## What the task requires
Please repeat the data exactly, leaving nothing out.

Referring expression pointing data:
-- Opening Marker --
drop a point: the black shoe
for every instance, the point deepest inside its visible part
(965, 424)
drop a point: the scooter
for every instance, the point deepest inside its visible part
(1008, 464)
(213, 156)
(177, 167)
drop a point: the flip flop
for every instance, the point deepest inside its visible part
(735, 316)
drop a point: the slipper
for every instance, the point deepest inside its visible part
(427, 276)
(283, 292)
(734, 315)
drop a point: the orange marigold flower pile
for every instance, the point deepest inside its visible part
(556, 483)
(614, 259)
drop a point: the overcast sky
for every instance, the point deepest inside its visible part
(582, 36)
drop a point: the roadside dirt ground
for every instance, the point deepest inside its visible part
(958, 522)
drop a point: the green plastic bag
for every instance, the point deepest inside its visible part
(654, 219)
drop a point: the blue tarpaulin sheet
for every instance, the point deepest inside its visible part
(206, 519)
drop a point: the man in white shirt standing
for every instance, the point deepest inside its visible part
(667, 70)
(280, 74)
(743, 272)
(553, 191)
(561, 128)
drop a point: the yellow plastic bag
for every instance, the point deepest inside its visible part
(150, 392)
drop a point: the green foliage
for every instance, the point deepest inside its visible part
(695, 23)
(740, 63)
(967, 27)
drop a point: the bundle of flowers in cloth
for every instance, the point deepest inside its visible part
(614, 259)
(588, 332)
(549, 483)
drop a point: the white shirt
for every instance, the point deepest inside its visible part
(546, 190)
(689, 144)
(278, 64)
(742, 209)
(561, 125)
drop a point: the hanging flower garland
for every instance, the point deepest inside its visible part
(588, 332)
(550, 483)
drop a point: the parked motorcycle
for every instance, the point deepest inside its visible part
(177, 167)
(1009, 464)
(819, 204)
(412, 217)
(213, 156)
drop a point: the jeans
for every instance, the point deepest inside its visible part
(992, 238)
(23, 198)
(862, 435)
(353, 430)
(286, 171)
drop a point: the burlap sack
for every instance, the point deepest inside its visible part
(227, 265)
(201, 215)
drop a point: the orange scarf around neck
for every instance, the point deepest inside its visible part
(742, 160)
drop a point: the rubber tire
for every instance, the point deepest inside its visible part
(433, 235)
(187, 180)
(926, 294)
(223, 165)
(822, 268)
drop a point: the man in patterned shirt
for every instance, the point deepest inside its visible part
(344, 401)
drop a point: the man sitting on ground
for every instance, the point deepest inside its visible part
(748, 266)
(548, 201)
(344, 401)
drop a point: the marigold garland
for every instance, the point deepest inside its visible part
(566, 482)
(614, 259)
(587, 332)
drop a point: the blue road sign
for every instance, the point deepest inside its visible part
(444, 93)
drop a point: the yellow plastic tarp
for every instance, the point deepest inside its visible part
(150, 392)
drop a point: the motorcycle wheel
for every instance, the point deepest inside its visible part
-- Closing Marker --
## Solution to this task
drop a point: the black shoe
for every instance, the point deepest inside its visible part
(965, 424)
drop a point: the scooter
for every instance, the point deepest inside its visible part
(1008, 464)
(213, 156)
(177, 167)
drop a point: the flip flop
for every instance, the point deepest inside its visible part
(735, 316)
drop a point: the slipper
for every instance, the point deepest inside its visible part
(427, 276)
(283, 292)
(734, 315)
drop a point: the orange marigold flower pile
for every instance, the point deepest inside its visible part
(556, 483)
(614, 259)
drop a point: the overcast sky
for every instance, the point deepest inside its visible part
(582, 36)
drop a point: the roadside dirt ground
for every instance, the point deepest inside its visible part
(958, 522)
drop a point: the green plastic bag
for every instance, the point deepest inside its visible part
(654, 219)
drop a point: the blue tarpaulin sheet
for every instance, the point deepest inside its visible part
(206, 519)
drop a point: the man in white shirt standing
for every instance, the point deepest inside its visible part
(667, 70)
(280, 74)
(743, 272)
(553, 191)
(561, 128)
drop a point: the yellow plastic bag
for every instance, the point deepest inside its visible part
(150, 392)
drop a point: the green foliage
for every instance, the point deepest inside its visible part
(695, 23)
(740, 63)
(967, 27)
drop a point: the bundle of flowers in cloth
for every instance, the point deepest inside its visible part
(614, 259)
(588, 332)
(549, 483)
drop a point: the white shirt
for every instance, the point deepest inside its visible part
(546, 190)
(689, 144)
(278, 64)
(742, 209)
(561, 125)
drop a point: the hanging flower garland
for every instance, the point deepest inside its visible part
(588, 332)
(550, 483)
drop a point: the parked motorcycle
for every instance, the point deepest inside its visible part
(177, 167)
(1009, 464)
(819, 204)
(412, 217)
(213, 156)
drop a point: the jeans
for every instance, the point deepest inside its visible part
(992, 238)
(23, 198)
(862, 435)
(353, 430)
(286, 171)
drop a point: the burlap sack
for every instance, the point deepest inside its visible part
(227, 265)
(201, 215)
drop a point: the orange scarf around neck
for every instance, the point deepest inside its visible part
(742, 160)
drop a point: the rubber tire
for every instance, the point deepest inside its visible part
(433, 235)
(187, 180)
(926, 294)
(223, 165)
(822, 268)
drop a point: the man in patterned shirt
for every instance, the point deepest inside its visible part
(344, 401)
drop a point: the man sitting on ground
for every instance, the point deepest inside its visible part
(748, 266)
(548, 201)
(344, 401)
drop a point: the marigold garland
for every instance, the point deepest inside its visible part
(566, 482)
(614, 259)
(587, 332)
drop a point: the blue road sign
for every instance, the point deepest inside its visible part
(444, 93)
drop a point: the yellow plastic tarp
for every instance, the point deepest inside its visible part
(150, 392)
drop a point: the motorcycle wheel
for every instance, the point deepest inside its visible part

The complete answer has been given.